▶ _Supplied data_

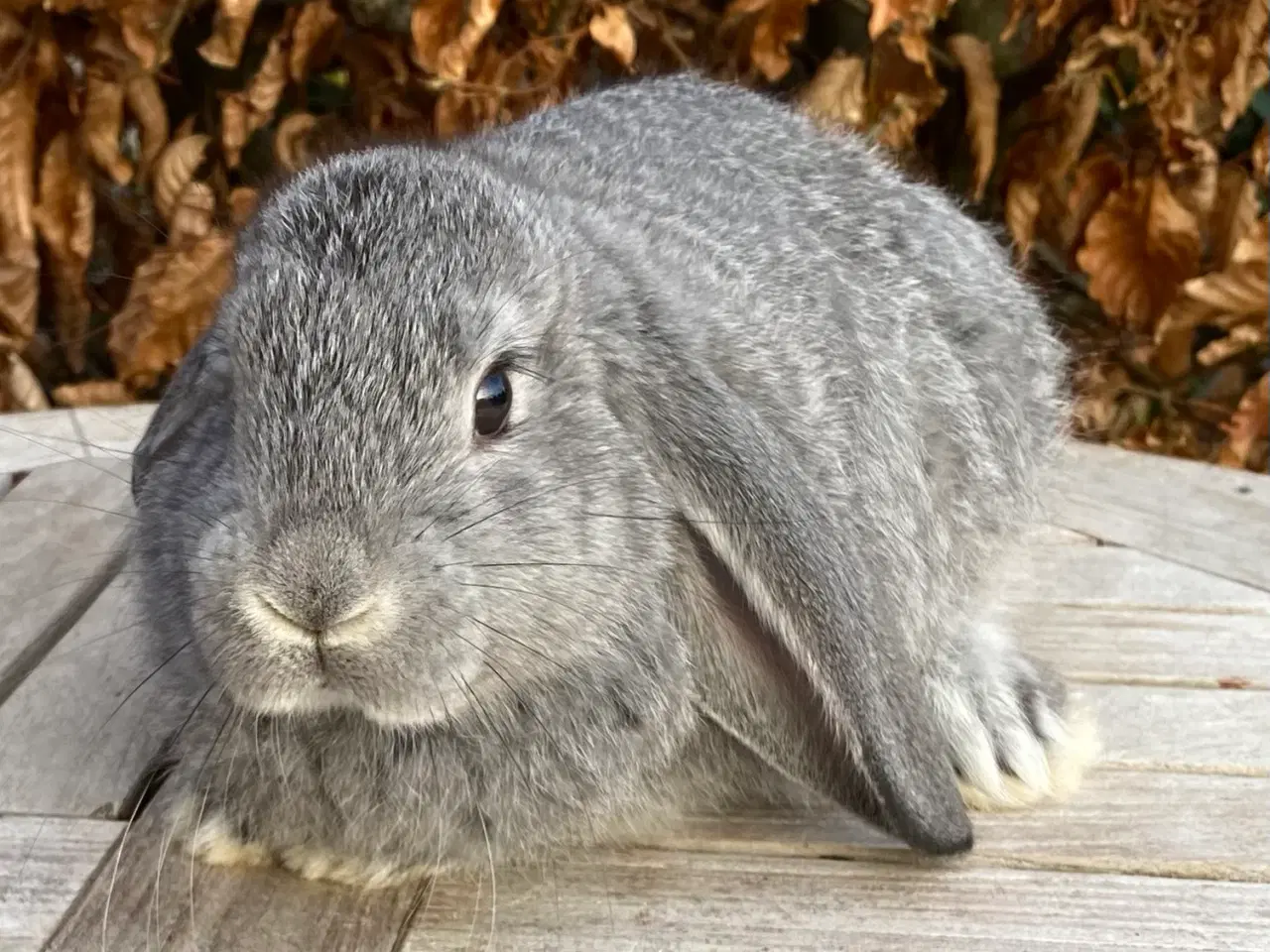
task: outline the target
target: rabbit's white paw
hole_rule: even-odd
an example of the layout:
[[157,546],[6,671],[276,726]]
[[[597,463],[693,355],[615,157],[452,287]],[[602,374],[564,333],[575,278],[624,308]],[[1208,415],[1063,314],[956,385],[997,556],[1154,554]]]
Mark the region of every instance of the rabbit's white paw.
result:
[[401,866],[387,859],[329,852],[318,847],[282,850],[282,866],[306,880],[338,882],[363,890],[380,890],[425,878],[436,872],[428,866]]
[[1062,801],[1097,757],[1092,716],[996,626],[979,627],[931,687],[961,796],[973,810]]
[[244,840],[220,812],[204,811],[193,798],[175,811],[177,835],[185,849],[208,866],[273,866],[274,858],[260,843]]

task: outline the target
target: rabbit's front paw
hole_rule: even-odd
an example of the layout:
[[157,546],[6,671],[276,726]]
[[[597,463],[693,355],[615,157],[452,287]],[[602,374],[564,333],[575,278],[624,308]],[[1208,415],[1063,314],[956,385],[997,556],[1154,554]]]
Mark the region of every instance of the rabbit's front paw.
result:
[[431,866],[404,866],[391,859],[367,859],[320,847],[291,847],[282,850],[281,861],[284,868],[306,880],[363,890],[391,889],[436,872]]
[[964,647],[931,687],[966,806],[1011,810],[1071,796],[1097,757],[1093,718],[994,626]]
[[273,866],[273,853],[263,843],[243,838],[229,817],[220,811],[204,811],[193,797],[184,800],[174,812],[174,833],[185,849],[208,866]]

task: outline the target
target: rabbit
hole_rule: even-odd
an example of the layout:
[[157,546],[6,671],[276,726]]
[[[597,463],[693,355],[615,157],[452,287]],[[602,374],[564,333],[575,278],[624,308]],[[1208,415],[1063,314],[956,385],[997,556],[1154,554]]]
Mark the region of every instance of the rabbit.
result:
[[828,802],[972,849],[1096,751],[994,594],[1066,359],[950,197],[691,72],[301,170],[136,451],[147,630],[231,711],[180,840],[380,887]]

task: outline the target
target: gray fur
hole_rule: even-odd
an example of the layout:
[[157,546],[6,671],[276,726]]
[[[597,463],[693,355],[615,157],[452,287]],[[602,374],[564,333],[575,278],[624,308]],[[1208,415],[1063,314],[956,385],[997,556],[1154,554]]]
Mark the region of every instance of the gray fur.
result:
[[243,715],[193,793],[278,854],[462,866],[784,776],[966,849],[956,772],[1062,729],[979,611],[1062,371],[987,230],[732,86],[324,161],[138,449],[150,626]]

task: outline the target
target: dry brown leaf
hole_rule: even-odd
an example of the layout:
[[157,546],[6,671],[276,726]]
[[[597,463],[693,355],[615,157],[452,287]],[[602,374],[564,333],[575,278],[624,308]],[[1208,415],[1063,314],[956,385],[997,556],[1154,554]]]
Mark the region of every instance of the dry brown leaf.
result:
[[1227,270],[1191,278],[1182,284],[1182,291],[1220,315],[1223,324],[1252,315],[1270,315],[1266,275],[1255,265],[1236,264]]
[[1015,253],[1026,259],[1036,237],[1040,217],[1040,184],[1015,179],[1006,188],[1006,228],[1015,242]]
[[1252,94],[1270,77],[1266,55],[1266,24],[1270,5],[1266,0],[1247,0],[1243,20],[1238,27],[1240,48],[1231,71],[1222,80],[1222,128],[1229,129],[1248,108]]
[[206,182],[190,182],[177,199],[168,228],[168,244],[187,245],[190,241],[207,237],[212,231],[212,215],[216,212],[216,193]]
[[297,171],[309,164],[309,133],[318,126],[311,113],[293,112],[278,123],[273,135],[273,152],[287,171]]
[[225,164],[237,168],[243,147],[257,129],[263,128],[287,88],[287,28],[278,30],[269,41],[264,60],[246,89],[230,93],[221,103],[221,146]]
[[25,362],[14,353],[4,354],[0,359],[8,364],[4,382],[13,405],[20,410],[47,410],[48,397],[44,396],[44,388],[39,386],[39,381]]
[[[1066,195],[1067,176],[1085,152],[1097,121],[1100,83],[1096,75],[1083,74],[1045,90],[1039,121],[1019,137],[1005,159],[1007,197],[1013,183],[1031,183],[1017,193],[1020,201],[1026,199],[1020,209],[1035,206],[1039,212],[1043,197],[1052,192]],[[1015,217],[1021,225],[1021,212]],[[1030,234],[1035,232],[1035,225],[1033,220],[1027,228]]]
[[217,0],[212,36],[198,47],[199,55],[213,66],[226,70],[237,66],[259,5],[260,0]]
[[1068,215],[1062,223],[1064,249],[1076,248],[1085,240],[1090,218],[1102,207],[1106,197],[1124,184],[1126,175],[1124,160],[1105,149],[1095,147],[1076,166],[1072,190],[1067,193]]
[[122,406],[136,402],[136,397],[117,380],[86,380],[53,387],[53,402],[58,406]]
[[464,0],[420,0],[410,13],[410,58],[424,72],[441,72],[441,51],[458,33]]
[[601,11],[591,18],[587,32],[596,43],[616,56],[622,66],[635,62],[635,30],[626,10],[621,6],[605,4]]
[[1113,192],[1090,218],[1076,261],[1109,317],[1149,329],[1199,269],[1199,222],[1156,174]]
[[93,306],[84,273],[93,254],[93,183],[70,132],[58,133],[39,164],[36,226],[48,250],[53,275],[55,329],[72,371],[84,371],[84,344]]
[[185,0],[128,0],[114,8],[124,46],[147,72],[171,56],[171,34],[184,10]]
[[949,52],[961,63],[965,74],[965,131],[974,150],[974,201],[983,199],[992,166],[997,160],[997,110],[1001,86],[992,71],[992,47],[969,33],[949,37]]
[[790,71],[790,44],[803,39],[812,0],[768,0],[754,23],[749,60],[775,83]]
[[1252,164],[1252,178],[1257,180],[1261,188],[1266,188],[1270,182],[1267,182],[1267,165],[1270,165],[1270,123],[1261,127],[1261,132],[1257,133],[1256,141],[1252,143],[1252,154],[1248,156]]
[[467,19],[458,30],[458,36],[446,43],[437,53],[437,76],[451,83],[458,83],[467,77],[467,67],[471,65],[476,47],[489,33],[503,0],[469,0]]
[[869,100],[874,137],[895,151],[913,143],[917,127],[944,104],[946,90],[927,67],[914,63],[889,33],[874,44]]
[[895,23],[911,34],[926,33],[952,6],[954,0],[872,0],[869,38],[878,39]]
[[137,268],[107,344],[124,386],[147,390],[177,367],[211,324],[232,251],[232,239],[212,231],[192,245],[165,245]]
[[1218,173],[1218,183],[1206,227],[1208,260],[1223,269],[1231,264],[1234,246],[1256,230],[1260,204],[1257,187],[1238,166]]
[[159,155],[159,161],[155,162],[152,197],[155,208],[164,221],[171,221],[177,199],[193,180],[198,166],[203,164],[210,142],[211,136],[203,135],[174,138]]
[[1270,439],[1270,374],[1248,387],[1229,423],[1222,426],[1226,439],[1217,461],[1223,466],[1265,467],[1266,442]]
[[230,221],[235,226],[246,225],[248,220],[255,213],[258,201],[259,194],[254,188],[248,185],[235,188],[230,192]]
[[803,109],[827,126],[861,128],[865,123],[865,61],[834,53],[815,71],[799,94]]
[[[1266,315],[1270,312],[1266,256],[1266,226],[1262,218],[1238,240],[1226,268],[1193,278],[1181,286],[1181,293],[1161,316],[1154,330],[1151,363],[1160,373],[1180,378],[1190,371],[1195,329],[1201,324],[1228,329],[1229,335],[1233,335],[1213,341],[1215,347],[1204,358],[1208,362],[1224,359],[1223,353],[1233,354],[1245,349],[1242,341],[1248,341],[1248,347],[1257,344],[1256,334],[1236,334],[1236,330],[1248,324],[1261,325],[1260,333],[1265,330]],[[1200,359],[1199,354],[1195,359]]]
[[1111,11],[1115,14],[1116,23],[1128,27],[1138,14],[1138,0],[1111,0]]
[[287,57],[292,83],[304,84],[310,70],[321,67],[343,25],[344,20],[335,13],[330,0],[309,0],[300,9],[291,30],[291,51]]
[[123,84],[97,66],[89,69],[84,89],[80,135],[89,155],[117,185],[132,182],[132,162],[119,155],[123,131]]
[[1138,69],[1144,74],[1151,74],[1158,63],[1152,42],[1142,30],[1107,25],[1088,37],[1078,50],[1067,57],[1063,63],[1063,74],[1076,76],[1086,72],[1095,65],[1104,62],[1109,53],[1120,50],[1133,50],[1138,55]]
[[1265,325],[1241,324],[1231,327],[1231,333],[1224,338],[1218,338],[1200,348],[1199,353],[1195,354],[1195,363],[1200,367],[1213,367],[1265,343]]
[[168,107],[149,72],[133,72],[123,90],[128,112],[141,127],[141,170],[147,173],[168,145]]
[[39,255],[34,249],[0,258],[0,329],[25,343],[36,333],[39,303]]
[[23,343],[36,333],[39,296],[33,218],[38,93],[30,76],[0,90],[0,334]]

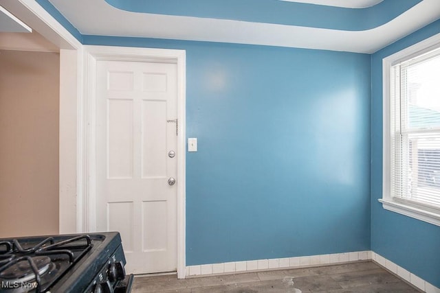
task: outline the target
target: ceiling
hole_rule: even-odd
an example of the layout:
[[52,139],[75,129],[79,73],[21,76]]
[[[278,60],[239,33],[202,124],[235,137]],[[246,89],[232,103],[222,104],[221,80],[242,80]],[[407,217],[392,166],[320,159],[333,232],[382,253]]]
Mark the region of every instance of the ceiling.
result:
[[439,0],[37,2],[44,7],[42,3],[47,1],[47,5],[53,5],[81,35],[223,42],[359,53],[373,53],[440,19]]
[[0,32],[32,32],[32,30],[3,6],[0,5]]

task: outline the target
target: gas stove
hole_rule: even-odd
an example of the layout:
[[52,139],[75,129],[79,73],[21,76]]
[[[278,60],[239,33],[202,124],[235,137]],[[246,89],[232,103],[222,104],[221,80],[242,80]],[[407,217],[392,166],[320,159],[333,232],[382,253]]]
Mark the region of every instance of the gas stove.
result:
[[0,292],[129,292],[117,232],[0,239]]

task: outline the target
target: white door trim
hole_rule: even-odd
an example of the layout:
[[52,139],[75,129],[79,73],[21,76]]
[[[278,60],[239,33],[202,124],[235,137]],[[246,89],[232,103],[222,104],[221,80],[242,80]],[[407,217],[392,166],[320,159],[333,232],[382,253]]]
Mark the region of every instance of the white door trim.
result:
[[84,46],[84,82],[87,101],[85,107],[86,120],[86,152],[84,154],[85,163],[86,185],[84,196],[85,213],[82,215],[88,232],[96,229],[96,219],[94,211],[96,202],[96,62],[98,60],[161,62],[175,63],[177,66],[177,119],[179,119],[179,136],[177,139],[177,277],[185,278],[185,162],[186,162],[186,51],[166,49],[146,49],[125,47]]

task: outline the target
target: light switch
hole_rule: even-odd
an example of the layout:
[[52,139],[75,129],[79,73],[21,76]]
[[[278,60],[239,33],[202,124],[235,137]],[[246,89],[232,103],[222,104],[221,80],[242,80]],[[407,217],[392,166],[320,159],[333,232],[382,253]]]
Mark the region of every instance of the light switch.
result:
[[188,152],[197,152],[197,139],[188,139]]

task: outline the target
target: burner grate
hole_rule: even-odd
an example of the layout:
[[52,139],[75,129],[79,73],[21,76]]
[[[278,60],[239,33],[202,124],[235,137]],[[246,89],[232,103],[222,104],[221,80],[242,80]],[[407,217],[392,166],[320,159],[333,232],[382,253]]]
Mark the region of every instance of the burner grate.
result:
[[[0,242],[0,279],[7,282],[32,281],[36,285],[35,292],[40,293],[59,279],[91,248],[92,244],[89,235],[80,235],[57,242],[49,237],[31,247],[23,246],[17,239]],[[49,270],[51,264],[53,270]],[[21,275],[23,271],[27,273],[25,276]],[[49,280],[43,281],[46,275],[55,271]]]

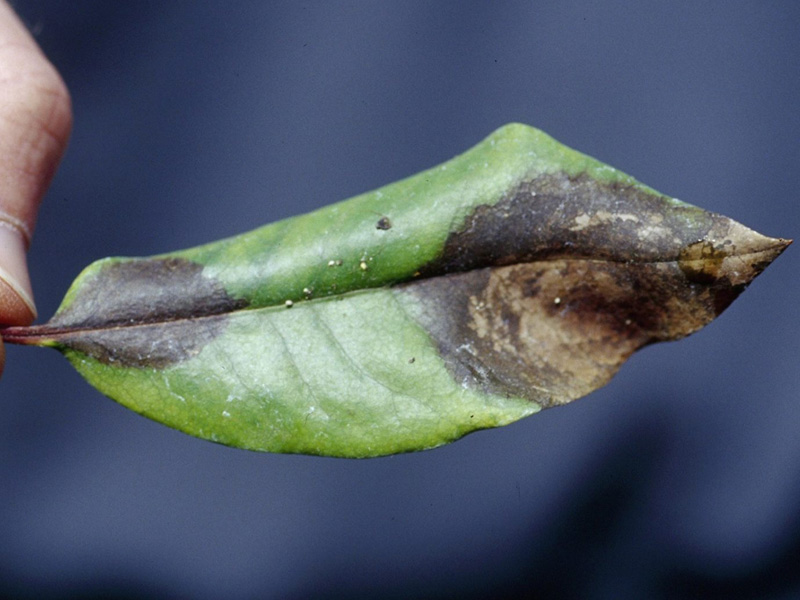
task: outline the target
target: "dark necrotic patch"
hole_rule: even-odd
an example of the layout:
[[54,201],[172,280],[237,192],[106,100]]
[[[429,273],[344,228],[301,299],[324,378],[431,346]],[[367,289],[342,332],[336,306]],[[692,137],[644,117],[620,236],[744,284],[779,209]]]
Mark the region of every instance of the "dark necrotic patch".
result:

▶ _Short exercise_
Find every line that contains the string "ceiling" and copy each of those lines.

▶ _The output_
target: ceiling
Mark the region of every instance of the ceiling.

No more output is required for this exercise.